I am having some troubles. Please help?

Question

determine which two equations represent parallel lines.
a.) y=5/9x+2
b.)y=9/5x+5
c.)y=9/5x-5
d.)y=-5/9x+5
I think that it is c and d but I keep getting cought up and cannot work the problem all of the way through.

Thanks for the help!!!!!!

Answer 1

Parallel Lines have equal slopes.
These four equations are in the slope-intercept form y = mx + b, with m being the slope

So look for two equations with the same m-value in front of the x

Therefore, you'll see that b. and c. are parallel.

Answer 2

All the equation use this formulae :

y=mx+c, where m is the slope/gradient of the equation. To determine which is parallel to another equation, the m MUST BE THE SAME!!!

So, the m of the equations are :
a)5/9
b)9/5
c)9/5
d)-5/9

Thus, b) is parallel to c).

No working is needed!!!

Answer 3

Parallel lines have equal slope determined by the constant that multiplies x. In your case b. and c. have equal constant 9/5 so they are parallel.

Answer 4

the fomula for a linear graph is y=mx + c. m is the gradient and c is the y intercept. for the 2 graphs (lines) to b parallel, they have to share the same gradient. the answer is b and c, as their gradients are the same - both 9/5.

Answer 5

the parallel lines have sme slopes.so b and c is ur answer where m,slopei.e.,9/5 is same. the parllel lines differ only by their y intercepts.

Answer 6

Yeah. band c. The equations are already in slope-intercept form. Only difference are the y-intercepts.

Answer 7

In addition to the previous comments, note that perpendicular lines have gradients that multiply to -1. So c and d are in fact perpendicular (as are b and d).

Answer 8

b and c... one is subtract the other add... lol: but its b n c

Answer 9

c and b

(Entries from a dataset)
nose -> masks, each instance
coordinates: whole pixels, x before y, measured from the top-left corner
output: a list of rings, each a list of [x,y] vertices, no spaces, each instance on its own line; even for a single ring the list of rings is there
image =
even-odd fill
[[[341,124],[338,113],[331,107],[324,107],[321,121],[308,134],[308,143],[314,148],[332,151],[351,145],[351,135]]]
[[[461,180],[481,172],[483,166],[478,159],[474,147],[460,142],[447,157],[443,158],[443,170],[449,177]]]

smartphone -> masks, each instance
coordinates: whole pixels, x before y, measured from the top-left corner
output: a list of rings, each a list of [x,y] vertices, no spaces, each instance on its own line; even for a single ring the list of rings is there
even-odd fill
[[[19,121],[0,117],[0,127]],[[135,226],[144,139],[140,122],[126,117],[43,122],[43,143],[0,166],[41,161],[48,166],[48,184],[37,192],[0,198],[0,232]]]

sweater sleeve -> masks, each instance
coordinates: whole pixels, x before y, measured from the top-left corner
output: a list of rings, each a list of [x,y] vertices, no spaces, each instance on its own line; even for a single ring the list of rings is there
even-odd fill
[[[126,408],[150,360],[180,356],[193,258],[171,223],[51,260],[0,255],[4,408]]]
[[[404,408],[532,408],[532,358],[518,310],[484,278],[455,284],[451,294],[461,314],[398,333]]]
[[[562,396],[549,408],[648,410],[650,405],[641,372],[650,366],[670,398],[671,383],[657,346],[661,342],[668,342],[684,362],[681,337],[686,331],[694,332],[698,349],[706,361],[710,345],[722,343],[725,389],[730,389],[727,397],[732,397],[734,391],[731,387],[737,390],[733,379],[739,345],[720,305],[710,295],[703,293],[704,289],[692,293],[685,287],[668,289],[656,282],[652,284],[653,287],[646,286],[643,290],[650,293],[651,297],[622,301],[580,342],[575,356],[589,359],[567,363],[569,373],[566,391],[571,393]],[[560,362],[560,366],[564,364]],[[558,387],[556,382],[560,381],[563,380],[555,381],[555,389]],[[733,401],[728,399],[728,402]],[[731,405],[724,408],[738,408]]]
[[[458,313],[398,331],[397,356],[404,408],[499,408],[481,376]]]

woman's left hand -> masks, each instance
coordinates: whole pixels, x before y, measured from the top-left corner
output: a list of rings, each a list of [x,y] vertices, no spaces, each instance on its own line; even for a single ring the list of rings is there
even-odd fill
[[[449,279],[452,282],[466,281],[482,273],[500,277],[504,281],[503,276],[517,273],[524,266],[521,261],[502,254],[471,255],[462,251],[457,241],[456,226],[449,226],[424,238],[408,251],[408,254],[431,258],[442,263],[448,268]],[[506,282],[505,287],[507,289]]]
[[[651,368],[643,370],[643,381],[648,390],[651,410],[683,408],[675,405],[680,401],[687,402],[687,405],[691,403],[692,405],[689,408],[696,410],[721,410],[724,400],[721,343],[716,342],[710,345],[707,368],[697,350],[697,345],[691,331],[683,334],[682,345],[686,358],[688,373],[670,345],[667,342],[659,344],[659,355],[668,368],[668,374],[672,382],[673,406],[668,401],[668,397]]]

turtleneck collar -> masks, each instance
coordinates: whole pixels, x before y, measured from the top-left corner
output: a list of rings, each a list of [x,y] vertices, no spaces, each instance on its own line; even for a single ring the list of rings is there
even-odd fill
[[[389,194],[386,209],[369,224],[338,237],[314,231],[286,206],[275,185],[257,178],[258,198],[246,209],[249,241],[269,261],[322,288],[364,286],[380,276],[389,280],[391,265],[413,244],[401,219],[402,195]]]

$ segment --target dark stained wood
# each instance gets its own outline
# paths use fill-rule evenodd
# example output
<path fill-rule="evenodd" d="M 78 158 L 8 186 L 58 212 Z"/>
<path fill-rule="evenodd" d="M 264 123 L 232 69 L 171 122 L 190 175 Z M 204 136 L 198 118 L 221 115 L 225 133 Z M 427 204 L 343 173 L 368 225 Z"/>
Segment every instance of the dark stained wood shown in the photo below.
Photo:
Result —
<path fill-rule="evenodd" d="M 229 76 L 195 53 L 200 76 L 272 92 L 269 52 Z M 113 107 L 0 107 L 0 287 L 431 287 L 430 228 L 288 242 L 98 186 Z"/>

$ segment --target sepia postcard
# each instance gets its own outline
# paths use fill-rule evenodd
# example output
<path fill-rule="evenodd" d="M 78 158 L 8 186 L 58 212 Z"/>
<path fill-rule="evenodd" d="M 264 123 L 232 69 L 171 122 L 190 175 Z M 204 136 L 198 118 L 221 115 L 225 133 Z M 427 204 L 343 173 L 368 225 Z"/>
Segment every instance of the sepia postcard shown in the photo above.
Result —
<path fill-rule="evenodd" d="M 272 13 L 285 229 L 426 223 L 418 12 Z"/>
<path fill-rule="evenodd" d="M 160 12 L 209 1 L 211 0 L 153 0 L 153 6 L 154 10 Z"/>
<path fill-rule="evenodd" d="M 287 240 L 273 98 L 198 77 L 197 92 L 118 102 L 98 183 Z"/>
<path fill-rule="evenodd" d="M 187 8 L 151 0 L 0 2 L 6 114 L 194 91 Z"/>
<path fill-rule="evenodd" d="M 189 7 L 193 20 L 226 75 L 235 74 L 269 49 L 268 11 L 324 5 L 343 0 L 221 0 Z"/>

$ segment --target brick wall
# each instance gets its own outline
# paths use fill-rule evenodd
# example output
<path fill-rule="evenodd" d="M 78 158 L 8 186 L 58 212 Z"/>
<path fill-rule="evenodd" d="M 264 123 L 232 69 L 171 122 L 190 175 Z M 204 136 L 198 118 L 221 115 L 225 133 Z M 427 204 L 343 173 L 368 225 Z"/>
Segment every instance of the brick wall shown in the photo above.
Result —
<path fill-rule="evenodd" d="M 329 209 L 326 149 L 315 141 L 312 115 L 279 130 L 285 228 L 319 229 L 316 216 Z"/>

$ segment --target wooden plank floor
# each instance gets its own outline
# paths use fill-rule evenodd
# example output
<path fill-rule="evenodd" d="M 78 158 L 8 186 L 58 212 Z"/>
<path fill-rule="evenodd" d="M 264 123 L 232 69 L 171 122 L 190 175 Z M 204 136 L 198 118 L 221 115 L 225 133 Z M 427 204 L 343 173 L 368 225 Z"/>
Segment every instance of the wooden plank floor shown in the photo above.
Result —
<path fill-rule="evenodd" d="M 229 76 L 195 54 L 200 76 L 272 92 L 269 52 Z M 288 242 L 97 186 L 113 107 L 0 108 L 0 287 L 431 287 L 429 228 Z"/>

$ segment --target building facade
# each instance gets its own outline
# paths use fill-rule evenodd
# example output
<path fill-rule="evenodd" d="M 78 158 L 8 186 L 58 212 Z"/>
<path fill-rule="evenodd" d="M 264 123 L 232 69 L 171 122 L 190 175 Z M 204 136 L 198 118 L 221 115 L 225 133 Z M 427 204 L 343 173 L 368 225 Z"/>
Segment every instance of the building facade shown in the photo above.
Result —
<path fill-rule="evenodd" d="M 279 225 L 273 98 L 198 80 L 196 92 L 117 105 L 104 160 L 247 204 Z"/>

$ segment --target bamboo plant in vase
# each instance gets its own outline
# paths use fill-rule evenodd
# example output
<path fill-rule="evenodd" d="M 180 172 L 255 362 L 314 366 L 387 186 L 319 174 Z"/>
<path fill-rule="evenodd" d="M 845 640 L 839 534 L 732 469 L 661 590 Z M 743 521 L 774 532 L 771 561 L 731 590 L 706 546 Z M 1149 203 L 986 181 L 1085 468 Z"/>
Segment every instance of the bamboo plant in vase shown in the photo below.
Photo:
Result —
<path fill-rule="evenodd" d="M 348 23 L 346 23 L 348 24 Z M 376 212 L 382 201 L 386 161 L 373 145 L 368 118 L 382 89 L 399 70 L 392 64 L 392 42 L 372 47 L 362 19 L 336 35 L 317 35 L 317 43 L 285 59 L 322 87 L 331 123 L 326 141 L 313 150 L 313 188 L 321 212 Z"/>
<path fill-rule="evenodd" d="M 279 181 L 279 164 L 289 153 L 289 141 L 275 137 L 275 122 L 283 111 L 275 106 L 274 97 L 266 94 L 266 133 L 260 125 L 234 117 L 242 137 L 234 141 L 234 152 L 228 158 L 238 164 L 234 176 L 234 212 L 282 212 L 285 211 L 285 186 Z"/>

---

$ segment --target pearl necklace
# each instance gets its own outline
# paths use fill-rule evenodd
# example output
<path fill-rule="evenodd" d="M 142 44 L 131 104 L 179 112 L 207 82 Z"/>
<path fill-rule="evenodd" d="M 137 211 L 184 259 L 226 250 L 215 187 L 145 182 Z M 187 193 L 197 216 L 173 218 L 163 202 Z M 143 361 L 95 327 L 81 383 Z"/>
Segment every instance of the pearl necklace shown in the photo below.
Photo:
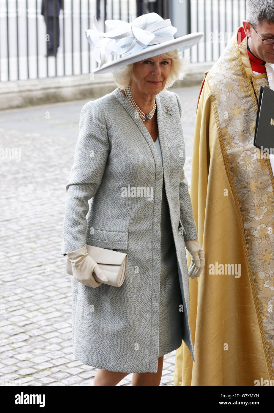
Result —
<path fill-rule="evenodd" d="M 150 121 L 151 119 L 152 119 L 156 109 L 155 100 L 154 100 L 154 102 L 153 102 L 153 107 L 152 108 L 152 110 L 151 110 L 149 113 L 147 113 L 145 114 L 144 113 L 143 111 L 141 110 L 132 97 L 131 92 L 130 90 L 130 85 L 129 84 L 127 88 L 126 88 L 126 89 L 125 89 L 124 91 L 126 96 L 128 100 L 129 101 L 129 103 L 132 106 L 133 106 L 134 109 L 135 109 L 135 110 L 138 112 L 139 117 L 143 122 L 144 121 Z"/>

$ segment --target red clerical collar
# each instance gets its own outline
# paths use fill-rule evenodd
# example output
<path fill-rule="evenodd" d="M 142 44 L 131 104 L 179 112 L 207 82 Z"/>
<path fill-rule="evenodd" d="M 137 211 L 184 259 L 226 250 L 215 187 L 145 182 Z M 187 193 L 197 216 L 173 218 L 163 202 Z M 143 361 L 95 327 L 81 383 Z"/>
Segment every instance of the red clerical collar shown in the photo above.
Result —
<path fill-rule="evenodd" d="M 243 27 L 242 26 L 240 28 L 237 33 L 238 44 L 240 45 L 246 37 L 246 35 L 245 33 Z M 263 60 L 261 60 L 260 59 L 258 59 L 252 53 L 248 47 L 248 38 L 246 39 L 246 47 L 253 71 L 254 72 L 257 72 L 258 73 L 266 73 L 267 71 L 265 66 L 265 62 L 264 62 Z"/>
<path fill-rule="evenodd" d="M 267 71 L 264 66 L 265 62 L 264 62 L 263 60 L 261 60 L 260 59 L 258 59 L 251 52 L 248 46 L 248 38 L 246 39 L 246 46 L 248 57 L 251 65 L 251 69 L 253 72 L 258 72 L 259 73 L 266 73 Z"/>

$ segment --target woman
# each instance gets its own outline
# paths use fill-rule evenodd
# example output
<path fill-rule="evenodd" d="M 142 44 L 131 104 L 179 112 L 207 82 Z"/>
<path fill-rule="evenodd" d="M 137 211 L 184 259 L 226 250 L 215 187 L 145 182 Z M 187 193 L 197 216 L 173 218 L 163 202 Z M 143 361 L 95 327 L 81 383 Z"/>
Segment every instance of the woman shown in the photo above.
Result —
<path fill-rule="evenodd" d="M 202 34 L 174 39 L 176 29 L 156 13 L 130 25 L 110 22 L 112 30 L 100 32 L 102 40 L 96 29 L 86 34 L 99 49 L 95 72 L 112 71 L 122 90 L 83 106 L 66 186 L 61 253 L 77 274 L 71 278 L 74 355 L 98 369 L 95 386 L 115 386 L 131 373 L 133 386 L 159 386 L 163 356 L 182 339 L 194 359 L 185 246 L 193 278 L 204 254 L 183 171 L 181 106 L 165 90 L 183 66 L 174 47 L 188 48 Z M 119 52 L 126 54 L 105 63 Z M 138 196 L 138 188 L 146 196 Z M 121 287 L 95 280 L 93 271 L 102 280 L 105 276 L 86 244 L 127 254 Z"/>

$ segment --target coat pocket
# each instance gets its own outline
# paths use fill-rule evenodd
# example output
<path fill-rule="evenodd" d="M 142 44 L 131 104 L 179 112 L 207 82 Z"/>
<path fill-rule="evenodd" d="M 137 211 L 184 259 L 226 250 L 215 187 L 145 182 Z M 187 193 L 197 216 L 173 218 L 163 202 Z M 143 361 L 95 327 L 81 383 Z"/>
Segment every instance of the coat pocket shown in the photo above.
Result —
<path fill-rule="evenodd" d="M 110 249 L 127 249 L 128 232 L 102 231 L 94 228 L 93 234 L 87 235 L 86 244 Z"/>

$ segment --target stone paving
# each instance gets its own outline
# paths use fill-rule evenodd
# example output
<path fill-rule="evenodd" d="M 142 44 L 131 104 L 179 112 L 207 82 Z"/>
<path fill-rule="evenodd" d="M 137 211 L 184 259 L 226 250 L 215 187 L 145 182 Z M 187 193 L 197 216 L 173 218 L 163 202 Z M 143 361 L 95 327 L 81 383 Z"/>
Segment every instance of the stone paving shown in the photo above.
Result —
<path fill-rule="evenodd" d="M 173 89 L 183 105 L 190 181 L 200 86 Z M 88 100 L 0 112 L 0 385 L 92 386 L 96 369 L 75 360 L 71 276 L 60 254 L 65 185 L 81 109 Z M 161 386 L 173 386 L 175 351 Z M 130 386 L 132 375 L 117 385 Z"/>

--

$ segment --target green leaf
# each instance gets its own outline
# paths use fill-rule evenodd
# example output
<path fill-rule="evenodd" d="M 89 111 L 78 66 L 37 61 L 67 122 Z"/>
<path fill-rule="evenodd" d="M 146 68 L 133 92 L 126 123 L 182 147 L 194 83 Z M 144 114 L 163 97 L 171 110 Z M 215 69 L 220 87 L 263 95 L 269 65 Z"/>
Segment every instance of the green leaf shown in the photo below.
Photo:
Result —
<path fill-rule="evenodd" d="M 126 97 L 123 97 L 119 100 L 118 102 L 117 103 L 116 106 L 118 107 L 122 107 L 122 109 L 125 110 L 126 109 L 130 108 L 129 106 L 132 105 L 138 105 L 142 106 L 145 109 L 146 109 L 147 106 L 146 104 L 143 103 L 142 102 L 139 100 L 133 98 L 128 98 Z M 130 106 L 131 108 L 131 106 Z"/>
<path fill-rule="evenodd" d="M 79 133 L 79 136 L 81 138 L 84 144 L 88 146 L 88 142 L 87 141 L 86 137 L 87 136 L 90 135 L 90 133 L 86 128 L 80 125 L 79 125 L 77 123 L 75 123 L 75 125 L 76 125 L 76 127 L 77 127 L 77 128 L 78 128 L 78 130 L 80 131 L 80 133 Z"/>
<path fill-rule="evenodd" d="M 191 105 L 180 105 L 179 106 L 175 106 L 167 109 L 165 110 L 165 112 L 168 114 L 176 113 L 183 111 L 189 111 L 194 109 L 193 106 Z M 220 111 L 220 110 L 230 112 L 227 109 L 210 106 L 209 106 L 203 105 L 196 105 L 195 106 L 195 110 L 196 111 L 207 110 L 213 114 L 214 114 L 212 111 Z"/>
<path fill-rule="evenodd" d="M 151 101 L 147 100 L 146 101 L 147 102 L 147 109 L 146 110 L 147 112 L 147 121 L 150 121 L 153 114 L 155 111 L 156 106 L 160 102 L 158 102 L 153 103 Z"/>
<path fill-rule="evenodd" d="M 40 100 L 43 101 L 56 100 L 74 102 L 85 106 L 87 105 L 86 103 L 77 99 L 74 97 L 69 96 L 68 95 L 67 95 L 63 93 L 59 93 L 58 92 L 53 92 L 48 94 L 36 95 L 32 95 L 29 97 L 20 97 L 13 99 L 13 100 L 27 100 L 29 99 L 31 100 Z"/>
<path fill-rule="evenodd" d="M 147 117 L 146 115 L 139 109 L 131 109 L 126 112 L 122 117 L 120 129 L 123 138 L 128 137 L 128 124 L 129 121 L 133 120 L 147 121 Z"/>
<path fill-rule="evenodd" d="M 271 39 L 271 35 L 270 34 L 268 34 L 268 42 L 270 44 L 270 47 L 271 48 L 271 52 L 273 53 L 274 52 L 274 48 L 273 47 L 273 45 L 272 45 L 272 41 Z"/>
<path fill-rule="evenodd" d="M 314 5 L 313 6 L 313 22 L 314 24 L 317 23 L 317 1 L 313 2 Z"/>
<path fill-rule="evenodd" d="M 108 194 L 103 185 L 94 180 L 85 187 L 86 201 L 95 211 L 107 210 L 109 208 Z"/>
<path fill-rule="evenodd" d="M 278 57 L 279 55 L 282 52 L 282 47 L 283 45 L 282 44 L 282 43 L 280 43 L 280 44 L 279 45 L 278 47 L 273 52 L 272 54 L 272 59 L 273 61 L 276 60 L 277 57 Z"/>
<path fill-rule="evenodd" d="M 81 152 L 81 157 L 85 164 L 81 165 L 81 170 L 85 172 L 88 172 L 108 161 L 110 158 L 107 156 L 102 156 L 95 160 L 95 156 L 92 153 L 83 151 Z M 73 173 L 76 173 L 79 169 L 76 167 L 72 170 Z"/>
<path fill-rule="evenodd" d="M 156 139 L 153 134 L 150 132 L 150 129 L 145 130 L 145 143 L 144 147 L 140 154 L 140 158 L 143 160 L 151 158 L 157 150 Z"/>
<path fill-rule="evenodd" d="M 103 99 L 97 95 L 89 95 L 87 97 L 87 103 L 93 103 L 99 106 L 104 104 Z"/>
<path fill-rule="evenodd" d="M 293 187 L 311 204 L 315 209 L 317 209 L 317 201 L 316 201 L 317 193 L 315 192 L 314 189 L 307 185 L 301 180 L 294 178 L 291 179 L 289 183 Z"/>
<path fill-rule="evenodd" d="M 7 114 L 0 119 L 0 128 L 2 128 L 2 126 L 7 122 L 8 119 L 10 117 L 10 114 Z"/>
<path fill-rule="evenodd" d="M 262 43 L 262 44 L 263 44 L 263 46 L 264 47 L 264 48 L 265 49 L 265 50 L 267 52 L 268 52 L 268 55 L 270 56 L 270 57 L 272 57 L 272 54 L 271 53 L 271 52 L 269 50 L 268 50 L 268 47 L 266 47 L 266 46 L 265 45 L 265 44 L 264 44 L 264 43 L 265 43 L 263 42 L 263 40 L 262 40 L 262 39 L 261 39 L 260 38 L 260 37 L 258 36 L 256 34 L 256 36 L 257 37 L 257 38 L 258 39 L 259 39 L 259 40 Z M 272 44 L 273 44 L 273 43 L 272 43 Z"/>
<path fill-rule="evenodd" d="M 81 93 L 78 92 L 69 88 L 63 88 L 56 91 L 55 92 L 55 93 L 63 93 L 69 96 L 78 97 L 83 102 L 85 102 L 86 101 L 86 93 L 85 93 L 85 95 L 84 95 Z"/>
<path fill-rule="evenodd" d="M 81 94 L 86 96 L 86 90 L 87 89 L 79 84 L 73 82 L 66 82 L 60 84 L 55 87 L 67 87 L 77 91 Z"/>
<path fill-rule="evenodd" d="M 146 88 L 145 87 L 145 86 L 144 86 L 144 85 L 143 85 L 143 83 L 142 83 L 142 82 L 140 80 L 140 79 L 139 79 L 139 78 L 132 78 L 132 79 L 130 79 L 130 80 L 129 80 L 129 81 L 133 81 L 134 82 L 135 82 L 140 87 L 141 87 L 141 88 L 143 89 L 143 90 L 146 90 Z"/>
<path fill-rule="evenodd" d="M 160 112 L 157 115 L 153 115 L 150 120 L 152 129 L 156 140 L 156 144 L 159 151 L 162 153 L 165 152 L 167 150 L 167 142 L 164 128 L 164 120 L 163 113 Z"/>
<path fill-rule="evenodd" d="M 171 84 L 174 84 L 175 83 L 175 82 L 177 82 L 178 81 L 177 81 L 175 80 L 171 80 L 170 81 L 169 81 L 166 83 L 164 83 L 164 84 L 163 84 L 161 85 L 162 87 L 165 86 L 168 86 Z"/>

▸ **Written tasks**:
1. In the forum thread on parallel lines, which two equations did the person asking for help first guess were parallel?
2. Can you quote the forum thread on parallel lines word for word, beginning at the words "a.) y=5/9x+2" and stopping after "have equal slopes."?
The records were taken from a separate source, not from the forum thread on parallel lines.

▸ **Responses**:
1. c and d

2.
a.) y=5/9x+2
b.)y=9/5x+5
c.)y=9/5x-5
d.)y=-5/9x+5
I think that it is c and d but I keep getting cought up and cannot work the problem all of the way through.

Thanks for the help!!!!!!

Answer 1

Parallel Lines have equal slopes.